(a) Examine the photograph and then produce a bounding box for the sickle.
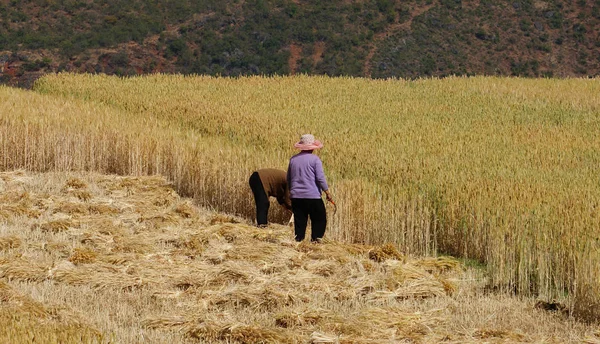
[328,199,337,216]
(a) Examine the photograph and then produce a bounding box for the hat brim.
[294,140,323,150]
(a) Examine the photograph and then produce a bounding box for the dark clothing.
[256,169,292,209]
[249,169,291,226]
[291,198,327,242]
[249,172,270,226]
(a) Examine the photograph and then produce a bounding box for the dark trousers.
[291,198,327,242]
[249,172,269,226]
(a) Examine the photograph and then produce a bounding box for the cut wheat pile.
[0,171,598,343]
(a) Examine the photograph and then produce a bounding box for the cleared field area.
[1,74,599,320]
[0,170,598,343]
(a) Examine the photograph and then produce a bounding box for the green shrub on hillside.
[0,0,599,82]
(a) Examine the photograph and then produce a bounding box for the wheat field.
[1,73,599,323]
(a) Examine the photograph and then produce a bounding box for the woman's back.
[287,151,328,199]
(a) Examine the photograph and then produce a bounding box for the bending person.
[249,168,292,227]
[287,134,333,242]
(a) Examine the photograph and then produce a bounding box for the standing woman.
[287,134,334,242]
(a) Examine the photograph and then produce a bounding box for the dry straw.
[0,171,598,342]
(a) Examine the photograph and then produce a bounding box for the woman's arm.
[314,158,329,193]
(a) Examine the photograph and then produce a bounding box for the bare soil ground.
[0,171,598,343]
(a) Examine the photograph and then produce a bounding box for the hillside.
[1,170,599,343]
[1,0,599,87]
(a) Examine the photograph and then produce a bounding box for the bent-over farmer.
[248,168,292,227]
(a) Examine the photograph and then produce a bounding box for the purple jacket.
[287,151,329,199]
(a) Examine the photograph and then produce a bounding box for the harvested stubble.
[0,235,21,250]
[1,259,50,282]
[0,280,103,343]
[0,171,598,343]
[68,247,98,265]
[37,218,77,233]
[368,242,404,262]
[0,190,41,219]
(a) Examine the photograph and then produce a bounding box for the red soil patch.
[288,43,302,75]
[312,41,325,68]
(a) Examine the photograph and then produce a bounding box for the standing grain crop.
[1,73,599,320]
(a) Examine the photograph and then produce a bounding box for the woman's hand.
[325,190,334,203]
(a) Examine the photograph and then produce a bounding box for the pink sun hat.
[294,134,323,150]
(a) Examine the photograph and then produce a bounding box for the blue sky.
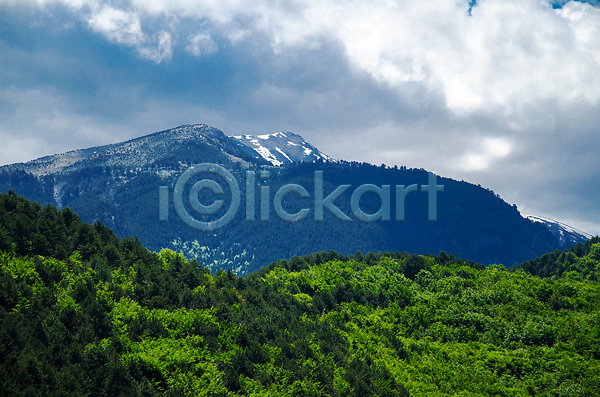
[1,0,600,235]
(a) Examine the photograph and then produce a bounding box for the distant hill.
[0,124,591,274]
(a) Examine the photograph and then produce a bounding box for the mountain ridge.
[526,215,593,248]
[2,124,333,178]
[3,124,260,177]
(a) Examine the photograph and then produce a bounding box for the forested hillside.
[517,237,600,281]
[1,192,599,396]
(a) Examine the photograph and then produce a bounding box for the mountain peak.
[232,131,331,166]
[155,124,229,143]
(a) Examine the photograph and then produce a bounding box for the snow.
[230,130,333,166]
[526,215,593,240]
[275,147,293,163]
[528,216,545,224]
[251,143,283,166]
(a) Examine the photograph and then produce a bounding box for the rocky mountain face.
[0,124,591,274]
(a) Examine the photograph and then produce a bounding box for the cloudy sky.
[1,0,600,235]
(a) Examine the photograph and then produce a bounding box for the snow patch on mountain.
[233,132,331,166]
[275,147,293,163]
[250,141,283,167]
[527,215,592,247]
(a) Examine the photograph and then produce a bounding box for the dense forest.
[1,191,599,395]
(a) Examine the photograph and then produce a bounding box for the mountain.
[526,215,592,248]
[232,131,331,166]
[0,123,591,274]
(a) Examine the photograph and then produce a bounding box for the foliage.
[0,192,599,395]
[171,238,254,276]
[517,237,600,281]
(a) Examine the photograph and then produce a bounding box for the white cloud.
[560,1,600,64]
[0,0,89,6]
[87,6,144,46]
[459,137,513,172]
[110,0,600,119]
[321,0,600,114]
[186,33,217,57]
[139,30,174,62]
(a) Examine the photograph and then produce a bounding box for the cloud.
[87,6,144,46]
[85,5,175,62]
[10,1,600,107]
[138,30,174,62]
[0,87,121,163]
[459,137,513,172]
[2,0,600,235]
[186,33,217,57]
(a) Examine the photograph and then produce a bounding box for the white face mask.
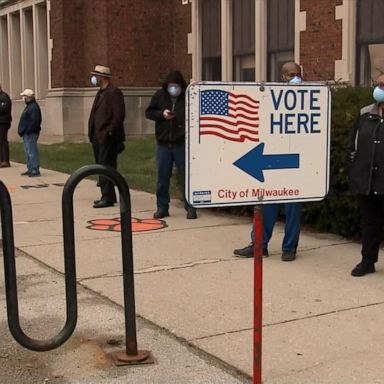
[373,86,384,103]
[90,75,98,87]
[167,84,182,97]
[289,76,302,84]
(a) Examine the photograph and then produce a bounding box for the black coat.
[0,90,12,125]
[347,103,384,195]
[17,100,41,137]
[88,83,126,145]
[145,70,187,145]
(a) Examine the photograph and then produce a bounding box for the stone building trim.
[0,0,49,99]
[190,0,201,81]
[335,0,356,84]
[295,0,306,67]
[255,0,267,81]
[8,87,158,143]
[221,0,232,81]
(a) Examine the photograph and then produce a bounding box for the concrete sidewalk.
[1,162,384,383]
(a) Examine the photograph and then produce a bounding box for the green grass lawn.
[9,137,183,198]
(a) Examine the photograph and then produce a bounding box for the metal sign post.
[253,205,263,384]
[186,81,331,383]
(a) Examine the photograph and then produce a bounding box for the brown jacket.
[88,83,125,144]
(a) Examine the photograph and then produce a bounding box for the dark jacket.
[17,99,41,137]
[347,103,384,194]
[145,70,187,145]
[88,83,126,144]
[0,90,12,125]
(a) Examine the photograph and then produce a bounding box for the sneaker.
[28,172,41,177]
[351,262,375,277]
[93,199,114,208]
[234,243,269,258]
[20,171,30,176]
[153,208,169,219]
[186,208,197,219]
[281,251,296,261]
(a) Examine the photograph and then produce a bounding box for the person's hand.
[163,109,175,120]
[349,151,356,162]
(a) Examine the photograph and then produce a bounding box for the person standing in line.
[145,69,197,220]
[348,73,384,277]
[233,62,303,261]
[88,65,126,208]
[0,83,12,168]
[18,89,41,177]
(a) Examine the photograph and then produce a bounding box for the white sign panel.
[186,82,331,207]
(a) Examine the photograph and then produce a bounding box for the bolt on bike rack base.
[108,350,155,366]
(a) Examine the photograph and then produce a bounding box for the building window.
[201,0,221,80]
[9,11,22,98]
[0,15,9,92]
[267,0,294,81]
[356,0,384,86]
[0,0,48,98]
[35,2,49,97]
[232,0,255,81]
[22,7,35,90]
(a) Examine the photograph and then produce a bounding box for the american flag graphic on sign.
[200,90,260,142]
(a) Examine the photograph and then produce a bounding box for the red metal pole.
[253,205,263,384]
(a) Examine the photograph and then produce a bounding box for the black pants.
[92,139,118,202]
[0,124,10,162]
[358,194,384,265]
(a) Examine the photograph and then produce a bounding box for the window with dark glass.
[356,0,384,86]
[232,0,255,81]
[201,0,221,81]
[267,0,294,81]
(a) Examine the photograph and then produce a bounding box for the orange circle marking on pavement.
[86,217,167,232]
[6,184,17,192]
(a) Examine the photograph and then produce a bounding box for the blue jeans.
[23,133,40,174]
[251,203,301,253]
[156,143,190,211]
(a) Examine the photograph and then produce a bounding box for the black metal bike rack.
[1,165,153,365]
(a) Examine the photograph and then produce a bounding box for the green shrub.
[301,85,373,238]
[225,85,374,239]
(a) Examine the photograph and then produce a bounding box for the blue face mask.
[90,75,98,87]
[167,85,181,97]
[289,76,302,84]
[373,86,384,103]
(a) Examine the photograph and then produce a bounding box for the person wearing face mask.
[145,69,197,220]
[0,83,12,168]
[347,73,384,276]
[18,89,42,177]
[88,65,126,208]
[234,62,303,261]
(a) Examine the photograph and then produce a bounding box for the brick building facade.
[299,0,343,81]
[0,0,382,142]
[50,0,192,88]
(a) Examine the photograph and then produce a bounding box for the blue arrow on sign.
[233,143,300,182]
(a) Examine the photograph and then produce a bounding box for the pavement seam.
[192,299,384,342]
[78,259,240,281]
[12,247,253,383]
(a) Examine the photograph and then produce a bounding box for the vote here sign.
[185,82,331,207]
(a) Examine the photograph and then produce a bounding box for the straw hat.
[90,65,112,78]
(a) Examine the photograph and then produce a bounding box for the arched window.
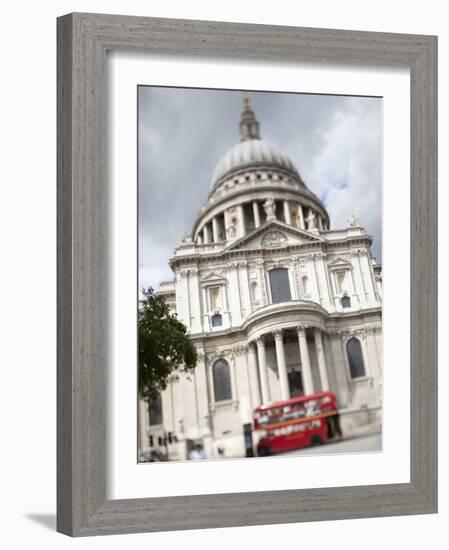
• • • • • • •
The final stretch of the data, from the line with "the pavement seam." through its last line, is to be retyped exactly; pictures are not part of the copy.

(a) Examine the photograph and then produce a bounding box for the pavement seam.
[192,299,384,342]
[78,259,240,281]
[12,247,253,383]
(a) Examine the photograph and then produce a bounding box for the vote here sign.
[185,82,331,207]
(a) Examine the photograph and then produce a bounding box for the straw hat.
[90,65,112,78]
(a) Examine the photograph and then produce a bounding box for the arched window.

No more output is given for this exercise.